* _The task_:
Set every line of the data down again exactly, and keep the pictures out.
====== Records to process
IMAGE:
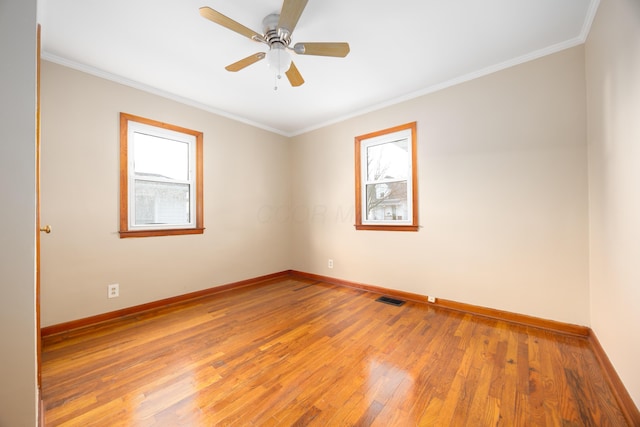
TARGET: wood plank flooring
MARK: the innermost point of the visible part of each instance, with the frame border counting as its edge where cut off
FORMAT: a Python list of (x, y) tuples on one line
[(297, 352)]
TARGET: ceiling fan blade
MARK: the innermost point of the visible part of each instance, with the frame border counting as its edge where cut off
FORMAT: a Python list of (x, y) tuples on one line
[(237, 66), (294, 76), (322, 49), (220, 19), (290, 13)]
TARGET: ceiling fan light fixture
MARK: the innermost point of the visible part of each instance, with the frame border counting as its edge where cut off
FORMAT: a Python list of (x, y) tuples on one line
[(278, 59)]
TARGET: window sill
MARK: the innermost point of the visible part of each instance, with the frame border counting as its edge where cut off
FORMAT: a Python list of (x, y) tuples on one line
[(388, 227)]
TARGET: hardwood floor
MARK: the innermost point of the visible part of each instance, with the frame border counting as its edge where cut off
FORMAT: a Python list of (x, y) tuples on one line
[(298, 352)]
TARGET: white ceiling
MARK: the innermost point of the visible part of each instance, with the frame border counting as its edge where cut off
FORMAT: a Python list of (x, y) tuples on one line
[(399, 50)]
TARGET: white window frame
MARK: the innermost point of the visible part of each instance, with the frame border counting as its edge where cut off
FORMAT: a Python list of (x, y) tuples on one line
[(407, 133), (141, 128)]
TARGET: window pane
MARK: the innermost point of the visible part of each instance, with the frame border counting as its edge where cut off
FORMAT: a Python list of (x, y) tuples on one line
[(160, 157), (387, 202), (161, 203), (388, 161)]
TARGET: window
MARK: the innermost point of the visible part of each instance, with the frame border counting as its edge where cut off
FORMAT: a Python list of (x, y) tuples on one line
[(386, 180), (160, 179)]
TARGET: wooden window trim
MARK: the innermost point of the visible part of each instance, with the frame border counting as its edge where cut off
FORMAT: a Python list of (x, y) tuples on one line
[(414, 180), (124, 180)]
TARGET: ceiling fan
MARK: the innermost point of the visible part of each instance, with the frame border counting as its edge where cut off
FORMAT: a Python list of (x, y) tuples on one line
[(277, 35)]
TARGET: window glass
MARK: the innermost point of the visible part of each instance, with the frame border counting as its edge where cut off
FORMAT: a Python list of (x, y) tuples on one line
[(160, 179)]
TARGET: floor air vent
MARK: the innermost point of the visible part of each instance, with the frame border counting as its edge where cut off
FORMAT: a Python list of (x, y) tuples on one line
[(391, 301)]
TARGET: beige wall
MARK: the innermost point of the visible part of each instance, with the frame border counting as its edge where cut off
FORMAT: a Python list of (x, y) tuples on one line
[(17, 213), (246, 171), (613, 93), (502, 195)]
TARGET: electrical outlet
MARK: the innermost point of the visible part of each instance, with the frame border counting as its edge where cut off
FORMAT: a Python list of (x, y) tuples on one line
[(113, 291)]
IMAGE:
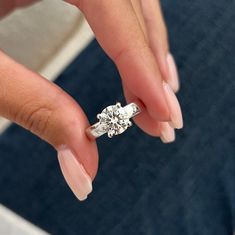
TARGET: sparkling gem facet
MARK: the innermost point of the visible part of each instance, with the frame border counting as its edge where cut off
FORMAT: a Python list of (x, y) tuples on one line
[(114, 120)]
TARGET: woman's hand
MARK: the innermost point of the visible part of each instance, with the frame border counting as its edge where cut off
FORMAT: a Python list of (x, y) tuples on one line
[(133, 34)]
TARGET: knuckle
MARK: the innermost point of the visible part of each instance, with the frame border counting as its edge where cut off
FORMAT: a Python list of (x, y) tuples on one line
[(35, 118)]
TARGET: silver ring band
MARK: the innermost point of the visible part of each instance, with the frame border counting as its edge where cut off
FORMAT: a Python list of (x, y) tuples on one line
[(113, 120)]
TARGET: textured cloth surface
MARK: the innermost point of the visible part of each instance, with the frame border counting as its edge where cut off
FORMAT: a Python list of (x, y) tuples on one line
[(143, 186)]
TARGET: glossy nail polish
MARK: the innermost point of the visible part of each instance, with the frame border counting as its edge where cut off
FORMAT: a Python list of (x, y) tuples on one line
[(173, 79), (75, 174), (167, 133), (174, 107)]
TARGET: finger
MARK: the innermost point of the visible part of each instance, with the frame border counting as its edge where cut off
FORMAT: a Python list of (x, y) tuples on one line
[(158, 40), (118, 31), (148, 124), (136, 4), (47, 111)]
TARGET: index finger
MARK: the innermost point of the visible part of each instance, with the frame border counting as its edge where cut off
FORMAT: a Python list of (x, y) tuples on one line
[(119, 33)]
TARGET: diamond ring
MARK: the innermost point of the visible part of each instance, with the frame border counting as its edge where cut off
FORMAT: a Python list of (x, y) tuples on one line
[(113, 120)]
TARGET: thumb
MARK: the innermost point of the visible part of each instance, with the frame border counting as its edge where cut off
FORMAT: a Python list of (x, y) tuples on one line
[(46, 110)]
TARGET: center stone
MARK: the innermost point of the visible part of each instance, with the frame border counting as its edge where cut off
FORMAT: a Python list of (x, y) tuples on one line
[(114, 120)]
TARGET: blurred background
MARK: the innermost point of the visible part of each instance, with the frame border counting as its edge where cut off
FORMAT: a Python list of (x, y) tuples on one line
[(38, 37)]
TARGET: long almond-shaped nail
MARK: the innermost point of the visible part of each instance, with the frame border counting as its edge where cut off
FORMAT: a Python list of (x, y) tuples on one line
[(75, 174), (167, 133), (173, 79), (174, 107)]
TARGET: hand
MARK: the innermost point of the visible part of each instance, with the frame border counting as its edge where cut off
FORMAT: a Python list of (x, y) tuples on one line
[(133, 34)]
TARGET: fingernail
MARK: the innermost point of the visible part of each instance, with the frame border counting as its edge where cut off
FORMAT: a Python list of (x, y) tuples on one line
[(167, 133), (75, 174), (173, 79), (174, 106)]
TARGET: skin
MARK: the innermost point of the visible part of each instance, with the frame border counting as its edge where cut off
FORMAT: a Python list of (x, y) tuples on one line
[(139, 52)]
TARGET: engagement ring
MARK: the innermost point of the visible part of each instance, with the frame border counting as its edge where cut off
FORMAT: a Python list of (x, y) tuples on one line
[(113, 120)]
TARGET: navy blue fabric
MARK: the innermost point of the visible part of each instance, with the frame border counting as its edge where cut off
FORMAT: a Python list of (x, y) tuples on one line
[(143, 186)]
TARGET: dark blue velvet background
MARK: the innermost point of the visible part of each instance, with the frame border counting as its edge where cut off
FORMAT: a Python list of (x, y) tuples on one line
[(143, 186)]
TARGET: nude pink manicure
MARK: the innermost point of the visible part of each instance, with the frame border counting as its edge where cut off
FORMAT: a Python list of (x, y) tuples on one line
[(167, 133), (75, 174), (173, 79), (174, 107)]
============
* _Response to this task_:
IMAGE:
TARGET: wood plank flooring
MARK: the innermost point of the visible part of each instance, with the frame border counting as its edge where cut off
FORMAT: a Python list of (x, y) tuples on one line
[(297, 352)]
TARGET: ceiling fan blade
MARK: the innermost point of the visible part of each instance, with the frame border counting as its edge where cut off
FORMAT: a Python list of (x, y) tuples on one line
[(237, 66), (294, 76), (322, 49), (220, 19), (290, 13)]
TARGET: ceiling fan light fixture
MARK: the innermost point of the visible part of each instance, with the frame border counting as its edge where cut off
FORMAT: a Python list of (x, y) tuples on one line
[(278, 59)]
TARGET: window sill
MARK: the innermost point of the visible part of each instance, with the frame border counting as its edge where cut off
FORMAT: a Python list of (x, y) tuples on one line
[(388, 227)]
TARGET: hardwood floor
MARK: the innermost point of the visible part of each instance, with the frame border counting as its edge where cut off
FORMAT: a Python list of (x, y) tuples on one line
[(298, 352)]
TARGET: white ceiling
MARK: the innermost point of the visible part of each instance, with the frame border counting as its edge where cut off
FORMAT: a Python list of (x, y) tuples on one line
[(399, 50)]
TARGET: white window frame
MARK: the innermost point of the visible part of each instance, with the frame border counting as its edge where cut off
FORMAT: a Python list of (x, y) tuples on one line
[(407, 133), (141, 128)]
TARGET: window pane
MARK: the innermost point of the visible part of each instance, with the frame border counting as its edge where cut off
FORMAT: a Python list of (x, y) tuples on one line
[(160, 157), (387, 202), (161, 203), (388, 161)]
TARGET: window
MARK: the innermost point of the visible part of each instance, with the frame border counting as its edge where cut off
FORMAT: a Python list of (x, y) tuples on one line
[(386, 180), (160, 179)]
TARGET: wooden window trim
MARK: the innermost point of the visible part of each instance, with the frame border counting as its edge where cut off
FORMAT: a Python list of (x, y) tuples on one line
[(414, 180), (124, 180)]
TARGET: ceiling fan
MARK: the innermost point of the visible part of each instance, with the frame border counting as its edge where cut off
FORMAT: a Python list of (x, y) tuples on one line
[(277, 35)]
TARGET: window glass
MARK: the innermost point of the visible part of each instance, with the frame border counting as its edge where cut off
FORMAT: a Python list of (x, y) tuples on one line
[(160, 179)]
TARGET: floor air vent
MARK: the innermost point of the visible part of each instance, with the frame border counting as its edge where cut off
FORMAT: a Python list of (x, y) tuples on one line
[(391, 301)]
TARGET: beige wall
MARK: the innermost point of the visible part of each instance, with the frame border counting as its edge where cut off
FORMAT: a Python list of (x, y) tuples on one line
[(17, 213), (246, 171), (613, 93), (502, 195)]
TARGET: electrical outlet
MARK: the innermost point of the visible part of each instance, with the frame border counting as its edge where cut off
FORMAT: a Python list of (x, y) tuples on one line
[(113, 291)]
IMAGE:
TARGET: sparkling gem facet
MARK: the innermost point of the visible part of each instance, with the frame border counting as its edge where cut off
FORMAT: a Python list of (x, y) tuples on one line
[(114, 120)]
TARGET: woman's hand
MARK: the innermost point of the visible part of each instance, with the frame border counting as its edge where cut off
FORMAT: a Python list of (x, y) tuples on one line
[(133, 34)]
TARGET: knuckle
MARK: the innermost point of the visible part of each instance, with the frame border counting as its edge where cut off
FORMAT: a Python list of (x, y) tuples on one line
[(35, 118)]
TARGET: silver ring band
MARK: the innermost point of the visible part of each instance, with the frame border counting as its edge where cut off
FORMAT: a Python list of (x, y) tuples on one line
[(113, 120)]
TARGET: textured cloth surface
MARK: the innermost point of the visible part of each instance, with the frame border counting as its edge where cut off
FORMAT: a Python list of (x, y) tuples on one line
[(143, 186)]
TARGET: glossy nail polish
MARK: the innermost point of the visible part of each instance, with the frame border counting as its edge where cut off
FORMAT: a Python list of (x, y) tuples on one line
[(173, 79), (75, 174), (167, 133), (174, 107)]
TARGET: finger
MARK: the innermost point of the visible part of each instance, with the frame border counting as its edge where cut off
FORMAT: a Python list of (x, y) tuples on one line
[(158, 40), (118, 31), (148, 124), (136, 4), (47, 111)]
TARGET: index finger
MARK: the innermost point of the visible part of each instance, with the frame border counting as its edge where cut off
FORMAT: a Python list of (x, y) tuples on one line
[(119, 33)]
TARGET: diamond ring
MARK: the innermost point of the visible part of each instance, with the frame border counting as its edge where cut off
FORMAT: a Python list of (x, y) tuples on one line
[(113, 120)]
TARGET: thumb
MARK: the innermost point of the visible part of each instance, with the frame border counting as its edge where cut off
FORMAT: a Python list of (x, y) tuples on one line
[(46, 110)]
TARGET: center stone
MARK: the innermost point of the visible part of each instance, with the frame border counting as its edge where cut off
FORMAT: a Python list of (x, y) tuples on one line
[(114, 120)]
TARGET: blurred background
MARK: the innermost point of the visible part of each instance, with the frame border counting as its edge where cut off
FORMAT: a Python list of (x, y) tuples on one line
[(38, 37)]
TARGET: long almond-shaped nail
MARK: the innermost point of the visible part of each instance, with the frame border counting as its edge where cut off
FORMAT: a Python list of (x, y) tuples on one line
[(75, 174), (167, 133), (173, 79), (174, 107)]
TARGET: hand
MARK: the innermost point of the visible part of each instance, with the frame border counting as its edge where cut off
FORMAT: a Python list of (x, y) tuples on one line
[(133, 34)]
TARGET: fingernail
MARK: the innermost point of the visible part of each instance, with the frame border counting as its edge where cut off
FORMAT: a Python list of (x, y) tuples on one line
[(167, 133), (75, 174), (173, 79), (174, 106)]
TARGET: skin
MARK: the innermost point of the visible part of each instance, with the frame border counting as its edge where cut off
FORMAT: a Python list of (x, y) tuples on one line
[(139, 52)]
TARGET: engagement ring
MARK: the innermost point of the visible part of each instance, with the frame border counting as its edge where cut off
FORMAT: a Python list of (x, y) tuples on one line
[(113, 120)]
TARGET: navy blue fabric
MARK: the innermost point of the visible part of each instance, with the frame border counting as its edge where cut off
FORMAT: a Python list of (x, y) tuples on one line
[(143, 186)]
TARGET: dark blue velvet background
MARK: the innermost point of the visible part of each instance, with the frame border counting as its edge where cut off
FORMAT: a Python list of (x, y) tuples on one line
[(143, 186)]
TARGET: nude pink manicure
MARK: the innermost point of the visible part of each instance, with the frame border counting as its edge where cut off
FORMAT: a Python list of (x, y) tuples on one line
[(167, 133), (75, 174), (173, 79), (174, 107)]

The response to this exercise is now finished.